AUSGEWÄHLTER TEXT:
Was ist der Hebammenhilfevertrag?

Der Hebammenhilfevertrag (gemäß § 134a SGB V) regelt, wie die rund 19.000 freiberuflich tätigen Hebammen für ihre Leistungen von den gesetzlichen Krankenkassen bezahlt werden. Der Vertrag wird bundesweit zwischen dem GKV-Spitzenverband (für die Krankenkassen) und den Hebammenverbänden geschlossen und legt u.a. die nachfolgenden Punkte fest:

  • Leistungen, die von den Krankenkassen übernommen werden (u.a. Schwangerschaftsvorsorge, Geburtshilfe, Wochenbettbetreuung etc.)
  • Höhe der Vergütung
  • Abrechungsmodalitäten
  • Qualitäts- und Dokumentationspflichten
  • Haftpflicht- und Versicherungsregelungen

Der neue Hebammenhilfevertrag wurde nach langwierigen Verhandlungen durch eine Schiedsstelle im April 2025 beschlossen und ist seit November 2025 in Kraft. Schon seit dem Beschluss durch die Schieds­stelle wird der neue Hebammenhilfevertrag von vielen Seiten, aber vor allem von Seiten der Hebammenverbände berechtigterweise kritisiert und das Thema hat es sogar schon, dank Joko & Klaas, in die Prime Time bei Pro7 geschafft. Welche Kritik es am neuen Hebammenhilfevertrag gibt, erfahrt Ihr im heutigen Beitrag. Weitere Infos findet Ihr auch im „FAQ zum neuen Hebammenhilfevertrag“ des Bunds freiberuflicher Hebammen Deutschlands (BfHD):

aktuelle Probleme und Kritikpunkte

Vergütung für Beleghebammen

Ein zentrales Problem betrifft die Beleghebammen, also selbstständige Hebammen, die in Kliniken Geburten begleiten und abrechnen. Beleghebammen stemmen einen großen Teil der Geburten in Deutschland (aktuell mehr als 20 % der Geburten in Deutschland). So wurden im Jahr 2024 rund 26000 Geburten in NRW durch Beleghebammen begleitet worden, bei insgesamt rund 148.750 Geburten in NRW. In Bayern begleiten Beleghebammen sogar etwa 80 % der Geburten.

AUFGABE:
Beantworte kurz anhand des Textes über den Hebammenhilfevertrag:
(a) Zwischen wem wird der Vertrag bundesweit geschlossen?
(b) Seit wann ist der neue Hebammenhilfevertrag in Kraft?
(c) Etwa welchen Anteil der Geburten begleiten Beleghebammen in Bayern?
Die Einträge stehen in keinem Zusammenhang mit dem Text.

AUFGEFÜHRTE EINTRÄGE:

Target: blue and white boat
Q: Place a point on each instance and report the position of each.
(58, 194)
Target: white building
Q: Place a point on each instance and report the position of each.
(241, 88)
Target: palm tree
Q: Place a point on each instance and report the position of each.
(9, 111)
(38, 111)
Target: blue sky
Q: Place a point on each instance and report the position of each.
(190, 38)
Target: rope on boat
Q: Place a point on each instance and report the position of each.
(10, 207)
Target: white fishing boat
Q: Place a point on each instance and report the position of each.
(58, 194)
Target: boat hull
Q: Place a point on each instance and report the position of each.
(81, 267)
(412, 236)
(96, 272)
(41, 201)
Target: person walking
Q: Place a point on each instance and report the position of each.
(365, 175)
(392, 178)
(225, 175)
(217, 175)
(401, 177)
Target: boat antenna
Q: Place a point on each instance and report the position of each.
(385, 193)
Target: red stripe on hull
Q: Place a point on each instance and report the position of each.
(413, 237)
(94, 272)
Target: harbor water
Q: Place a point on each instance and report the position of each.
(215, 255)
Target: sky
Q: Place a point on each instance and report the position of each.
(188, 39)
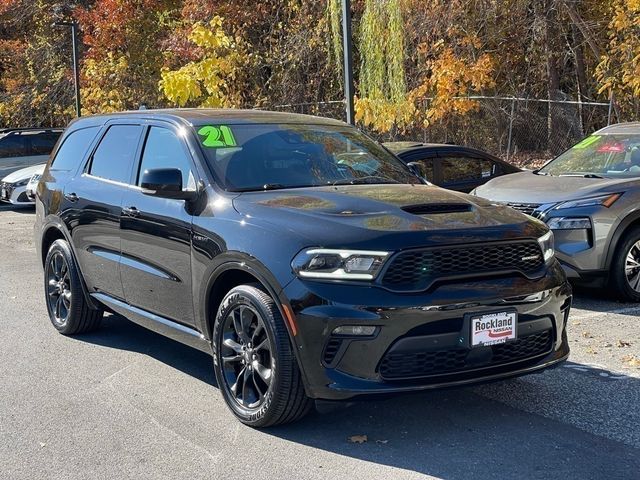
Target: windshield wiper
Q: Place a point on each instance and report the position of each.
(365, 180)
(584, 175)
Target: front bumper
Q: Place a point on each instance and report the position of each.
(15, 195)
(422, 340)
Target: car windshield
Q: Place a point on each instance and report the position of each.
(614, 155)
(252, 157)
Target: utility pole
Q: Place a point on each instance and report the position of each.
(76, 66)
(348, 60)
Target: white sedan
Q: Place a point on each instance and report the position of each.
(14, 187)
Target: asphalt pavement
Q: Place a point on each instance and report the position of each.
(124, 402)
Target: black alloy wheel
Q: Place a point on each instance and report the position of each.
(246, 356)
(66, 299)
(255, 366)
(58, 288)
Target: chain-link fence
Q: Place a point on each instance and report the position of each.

DEINE ANTWORT:
(a) Zwischen dem GKV-Spitzenverband (für die Krankenkassen) und den Hebammenverbänden.
(b) Seit November 2025.
(c) Etwa 80 %.